**EXERCISE:** With the pictures left out, reproduce exactly the lines running from the line with "Indicate the flower" to the last line of the material below.

**AVAILABLE RECORDS:**
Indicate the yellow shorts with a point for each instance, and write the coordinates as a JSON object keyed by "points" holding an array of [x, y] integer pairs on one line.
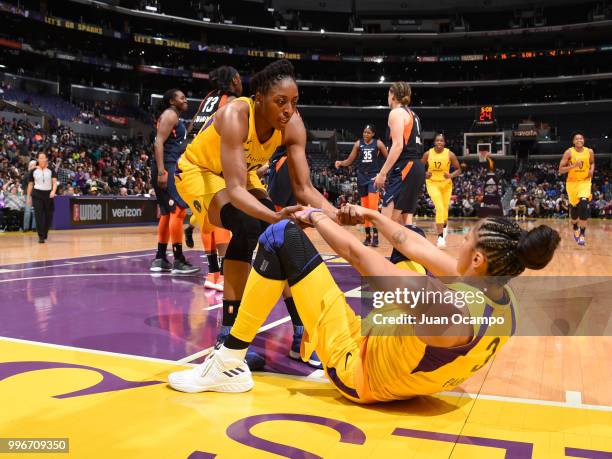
{"points": [[440, 194], [333, 330], [199, 186], [578, 190]]}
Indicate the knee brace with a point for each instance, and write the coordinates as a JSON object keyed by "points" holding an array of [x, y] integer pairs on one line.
{"points": [[285, 252], [397, 256], [245, 231], [583, 209], [573, 212]]}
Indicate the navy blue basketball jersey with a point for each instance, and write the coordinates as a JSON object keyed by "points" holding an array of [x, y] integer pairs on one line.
{"points": [[175, 143], [367, 160]]}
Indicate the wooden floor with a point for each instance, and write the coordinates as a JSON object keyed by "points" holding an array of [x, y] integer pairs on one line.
{"points": [[551, 370], [557, 364]]}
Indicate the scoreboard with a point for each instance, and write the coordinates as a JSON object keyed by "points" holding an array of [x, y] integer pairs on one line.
{"points": [[486, 115]]}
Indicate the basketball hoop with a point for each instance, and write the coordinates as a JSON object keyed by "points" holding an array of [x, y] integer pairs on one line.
{"points": [[484, 150]]}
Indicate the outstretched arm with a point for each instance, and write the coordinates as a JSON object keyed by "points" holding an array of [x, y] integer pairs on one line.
{"points": [[365, 260], [386, 277], [456, 165], [382, 148], [232, 125], [564, 164], [411, 244], [299, 171]]}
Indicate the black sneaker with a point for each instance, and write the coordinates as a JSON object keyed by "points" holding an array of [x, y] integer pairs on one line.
{"points": [[183, 267], [160, 265], [189, 236]]}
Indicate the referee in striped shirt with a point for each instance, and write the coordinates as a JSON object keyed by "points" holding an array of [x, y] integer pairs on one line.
{"points": [[42, 183]]}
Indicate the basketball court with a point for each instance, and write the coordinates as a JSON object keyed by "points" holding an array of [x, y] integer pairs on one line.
{"points": [[89, 336]]}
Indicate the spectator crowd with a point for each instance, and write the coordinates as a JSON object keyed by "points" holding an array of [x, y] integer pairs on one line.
{"points": [[108, 168], [117, 167]]}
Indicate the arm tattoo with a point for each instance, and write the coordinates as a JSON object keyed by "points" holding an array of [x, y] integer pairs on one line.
{"points": [[399, 237]]}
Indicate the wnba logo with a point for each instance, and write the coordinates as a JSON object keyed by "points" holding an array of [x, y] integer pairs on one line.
{"points": [[86, 212]]}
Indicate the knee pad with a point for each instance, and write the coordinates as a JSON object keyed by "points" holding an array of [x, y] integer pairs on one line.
{"points": [[574, 212], [270, 205], [397, 256], [285, 252], [245, 231], [583, 209]]}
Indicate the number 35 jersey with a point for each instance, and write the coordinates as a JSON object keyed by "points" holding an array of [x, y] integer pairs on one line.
{"points": [[398, 367], [367, 161]]}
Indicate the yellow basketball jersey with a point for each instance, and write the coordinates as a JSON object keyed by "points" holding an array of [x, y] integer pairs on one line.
{"points": [[438, 164], [579, 173], [205, 150], [399, 367]]}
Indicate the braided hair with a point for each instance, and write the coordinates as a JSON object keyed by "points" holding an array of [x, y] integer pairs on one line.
{"points": [[277, 71], [221, 78], [402, 92], [371, 128], [165, 102], [509, 249]]}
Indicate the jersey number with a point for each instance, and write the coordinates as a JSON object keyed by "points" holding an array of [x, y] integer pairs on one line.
{"points": [[493, 347], [417, 137], [210, 105]]}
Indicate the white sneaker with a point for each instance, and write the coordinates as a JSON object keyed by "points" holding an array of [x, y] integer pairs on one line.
{"points": [[213, 375], [441, 243]]}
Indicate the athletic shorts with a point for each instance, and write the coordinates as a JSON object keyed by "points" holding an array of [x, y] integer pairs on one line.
{"points": [[167, 198], [199, 186], [578, 190], [365, 185], [404, 186]]}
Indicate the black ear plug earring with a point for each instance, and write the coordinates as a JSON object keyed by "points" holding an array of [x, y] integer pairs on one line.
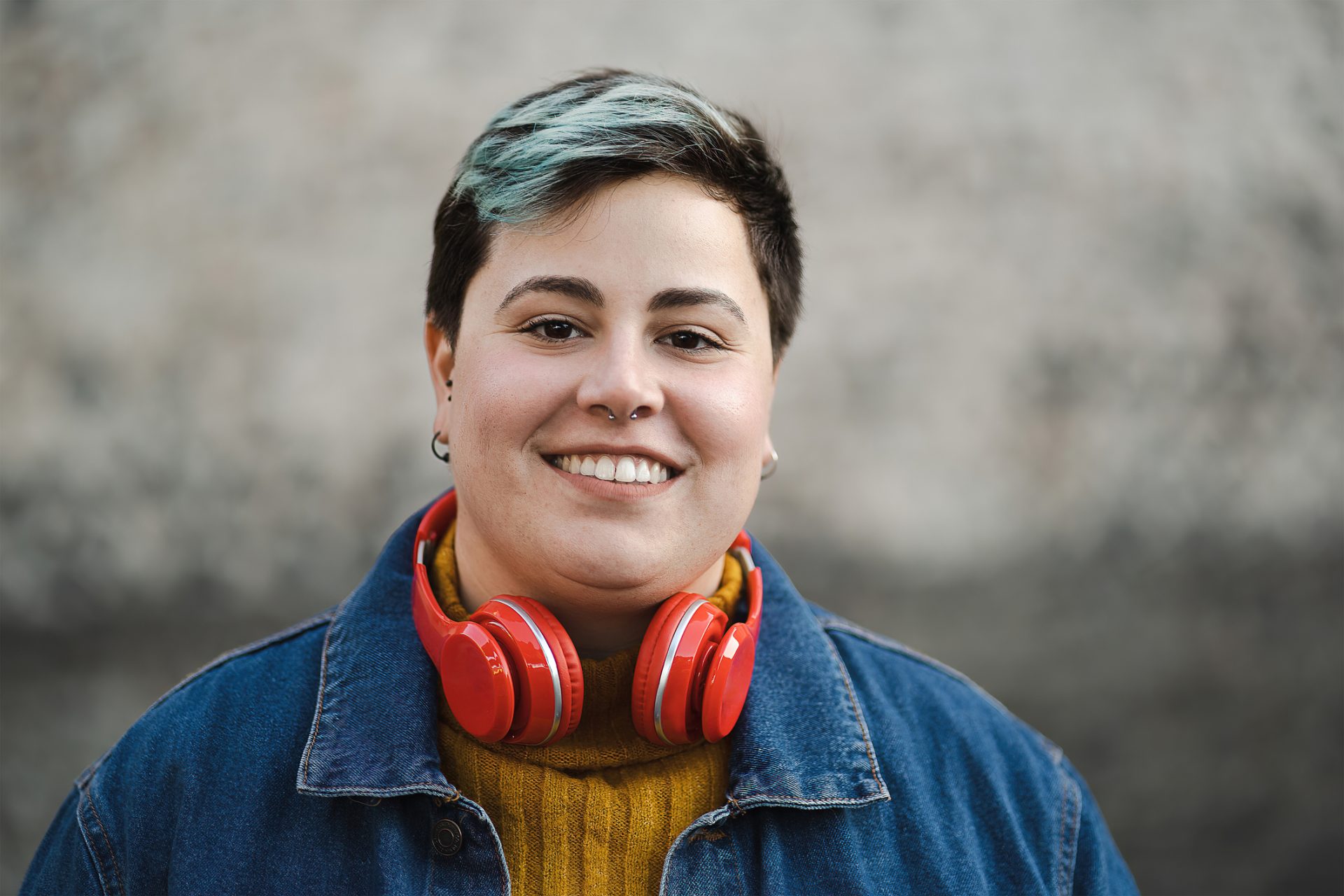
{"points": [[433, 442]]}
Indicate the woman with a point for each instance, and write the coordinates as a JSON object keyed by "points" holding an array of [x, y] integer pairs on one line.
{"points": [[527, 692]]}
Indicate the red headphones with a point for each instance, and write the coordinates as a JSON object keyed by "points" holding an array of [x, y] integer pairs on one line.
{"points": [[511, 672]]}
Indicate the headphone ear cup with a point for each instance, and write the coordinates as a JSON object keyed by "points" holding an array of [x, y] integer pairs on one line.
{"points": [[727, 682], [549, 676], [479, 681], [671, 666]]}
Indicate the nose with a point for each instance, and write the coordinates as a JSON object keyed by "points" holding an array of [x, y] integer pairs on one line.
{"points": [[622, 381]]}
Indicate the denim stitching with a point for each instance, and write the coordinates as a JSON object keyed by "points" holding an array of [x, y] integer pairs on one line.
{"points": [[858, 715], [102, 830], [321, 695], [1069, 817], [737, 864]]}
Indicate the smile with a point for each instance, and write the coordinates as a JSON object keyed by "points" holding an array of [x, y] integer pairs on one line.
{"points": [[613, 468]]}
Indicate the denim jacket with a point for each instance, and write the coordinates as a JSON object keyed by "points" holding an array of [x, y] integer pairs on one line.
{"points": [[307, 763]]}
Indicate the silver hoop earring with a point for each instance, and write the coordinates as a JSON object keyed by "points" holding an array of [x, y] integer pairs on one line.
{"points": [[433, 447], [766, 472]]}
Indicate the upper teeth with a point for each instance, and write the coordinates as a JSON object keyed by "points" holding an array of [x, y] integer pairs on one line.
{"points": [[620, 468]]}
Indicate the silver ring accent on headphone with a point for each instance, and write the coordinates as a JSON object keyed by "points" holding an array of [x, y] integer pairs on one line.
{"points": [[550, 663], [667, 668]]}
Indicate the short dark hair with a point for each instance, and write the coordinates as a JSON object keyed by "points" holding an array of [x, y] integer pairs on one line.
{"points": [[549, 152]]}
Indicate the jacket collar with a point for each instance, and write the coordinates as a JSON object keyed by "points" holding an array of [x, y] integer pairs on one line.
{"points": [[802, 739]]}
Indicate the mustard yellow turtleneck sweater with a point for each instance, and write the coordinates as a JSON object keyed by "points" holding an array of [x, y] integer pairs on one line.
{"points": [[594, 812]]}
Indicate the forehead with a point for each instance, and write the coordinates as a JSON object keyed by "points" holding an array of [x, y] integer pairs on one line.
{"points": [[632, 239]]}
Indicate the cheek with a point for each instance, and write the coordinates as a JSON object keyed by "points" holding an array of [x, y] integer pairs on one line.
{"points": [[511, 398], [729, 422]]}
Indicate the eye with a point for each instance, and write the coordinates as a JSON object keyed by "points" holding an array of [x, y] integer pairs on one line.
{"points": [[694, 342], [552, 330]]}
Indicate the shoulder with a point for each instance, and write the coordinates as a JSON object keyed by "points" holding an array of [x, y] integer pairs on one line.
{"points": [[234, 726], [895, 681], [241, 718], [244, 690], [964, 763]]}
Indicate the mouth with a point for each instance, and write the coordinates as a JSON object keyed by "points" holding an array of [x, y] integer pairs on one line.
{"points": [[634, 469]]}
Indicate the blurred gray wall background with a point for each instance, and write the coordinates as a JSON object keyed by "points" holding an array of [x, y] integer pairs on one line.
{"points": [[1066, 409]]}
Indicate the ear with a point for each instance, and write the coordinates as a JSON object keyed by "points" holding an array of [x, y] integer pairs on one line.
{"points": [[440, 356]]}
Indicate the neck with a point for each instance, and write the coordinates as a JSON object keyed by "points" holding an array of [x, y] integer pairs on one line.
{"points": [[598, 620]]}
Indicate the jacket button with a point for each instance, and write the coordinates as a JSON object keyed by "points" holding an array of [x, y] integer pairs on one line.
{"points": [[448, 837]]}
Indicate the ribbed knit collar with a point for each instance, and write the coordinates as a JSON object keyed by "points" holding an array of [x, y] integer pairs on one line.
{"points": [[605, 736]]}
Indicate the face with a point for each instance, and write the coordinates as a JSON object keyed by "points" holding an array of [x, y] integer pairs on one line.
{"points": [[648, 302]]}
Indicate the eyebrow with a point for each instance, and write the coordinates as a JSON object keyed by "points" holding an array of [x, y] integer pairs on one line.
{"points": [[587, 292]]}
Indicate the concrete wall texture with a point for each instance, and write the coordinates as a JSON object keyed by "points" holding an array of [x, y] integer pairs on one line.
{"points": [[1066, 409]]}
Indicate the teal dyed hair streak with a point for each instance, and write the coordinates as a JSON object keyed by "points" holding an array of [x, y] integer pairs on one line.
{"points": [[542, 158]]}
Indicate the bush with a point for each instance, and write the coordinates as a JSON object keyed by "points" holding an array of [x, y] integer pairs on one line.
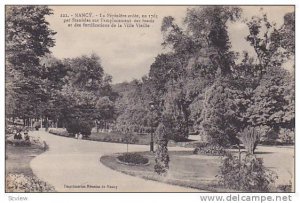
{"points": [[59, 132], [133, 158], [22, 183], [18, 143], [162, 158], [210, 149], [250, 138], [79, 126], [249, 174]]}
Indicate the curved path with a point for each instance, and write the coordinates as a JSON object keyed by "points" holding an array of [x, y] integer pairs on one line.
{"points": [[72, 165]]}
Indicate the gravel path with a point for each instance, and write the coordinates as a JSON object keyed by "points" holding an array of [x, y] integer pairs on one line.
{"points": [[72, 165]]}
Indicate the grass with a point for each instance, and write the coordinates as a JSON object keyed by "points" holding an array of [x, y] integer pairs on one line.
{"points": [[141, 139], [18, 158], [186, 169]]}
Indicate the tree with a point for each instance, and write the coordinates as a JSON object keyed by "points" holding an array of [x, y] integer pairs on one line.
{"points": [[28, 38], [87, 90]]}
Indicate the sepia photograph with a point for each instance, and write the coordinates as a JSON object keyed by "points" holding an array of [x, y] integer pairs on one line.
{"points": [[149, 98]]}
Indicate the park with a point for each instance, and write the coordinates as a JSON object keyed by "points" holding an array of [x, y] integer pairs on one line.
{"points": [[203, 117]]}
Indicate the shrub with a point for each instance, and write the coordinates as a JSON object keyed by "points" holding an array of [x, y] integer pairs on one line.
{"points": [[59, 132], [210, 149], [250, 138], [79, 126], [22, 183], [133, 158], [247, 174], [162, 159]]}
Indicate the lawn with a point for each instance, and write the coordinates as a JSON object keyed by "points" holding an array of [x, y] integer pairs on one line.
{"points": [[186, 169], [200, 171], [19, 175], [18, 158]]}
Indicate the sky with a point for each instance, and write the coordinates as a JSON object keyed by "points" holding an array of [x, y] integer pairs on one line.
{"points": [[127, 53]]}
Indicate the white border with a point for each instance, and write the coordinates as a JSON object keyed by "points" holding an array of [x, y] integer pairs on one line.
{"points": [[128, 197]]}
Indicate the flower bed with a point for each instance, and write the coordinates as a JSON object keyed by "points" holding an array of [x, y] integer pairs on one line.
{"points": [[210, 149], [133, 159], [59, 132]]}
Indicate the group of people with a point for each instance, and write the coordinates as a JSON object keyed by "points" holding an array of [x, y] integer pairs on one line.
{"points": [[78, 136], [18, 135]]}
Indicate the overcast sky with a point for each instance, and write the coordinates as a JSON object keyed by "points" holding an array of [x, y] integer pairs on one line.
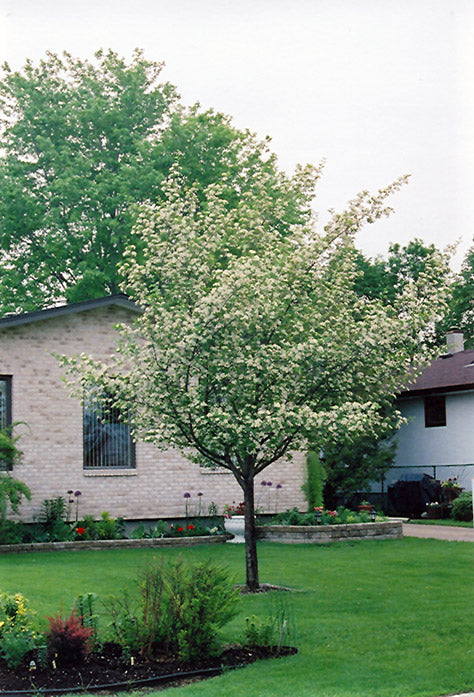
{"points": [[378, 88]]}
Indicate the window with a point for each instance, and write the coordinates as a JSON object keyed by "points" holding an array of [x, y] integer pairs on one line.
{"points": [[5, 401], [5, 410], [107, 442], [435, 411]]}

**EXPECTED OUTPUT:**
Indicate the flower bed with a point for each instance, and write the coordinates as a JSON object keyed by "points" holding an array of [x, y] integer pairs on one line.
{"points": [[210, 149], [133, 159], [59, 132]]}
Indicate the group of people with a point for each instance, and write the coordinates as a JSON object keyed by "points" holding an array of [x, y] integer pairs on one line.
{"points": [[78, 136], [18, 135]]}
Indicate the overcast sky with a point for each instance, and write the coordinates as a JSON object keyed by "points" holding an array of [x, y] integer pairs on one line.
{"points": [[378, 88]]}
Indicate the window with a point for each instance, and write the coordinates as a JSON object keyed by "points" holding an array of [x, y] integer pairs on one line.
{"points": [[5, 401], [5, 410], [107, 442], [435, 411]]}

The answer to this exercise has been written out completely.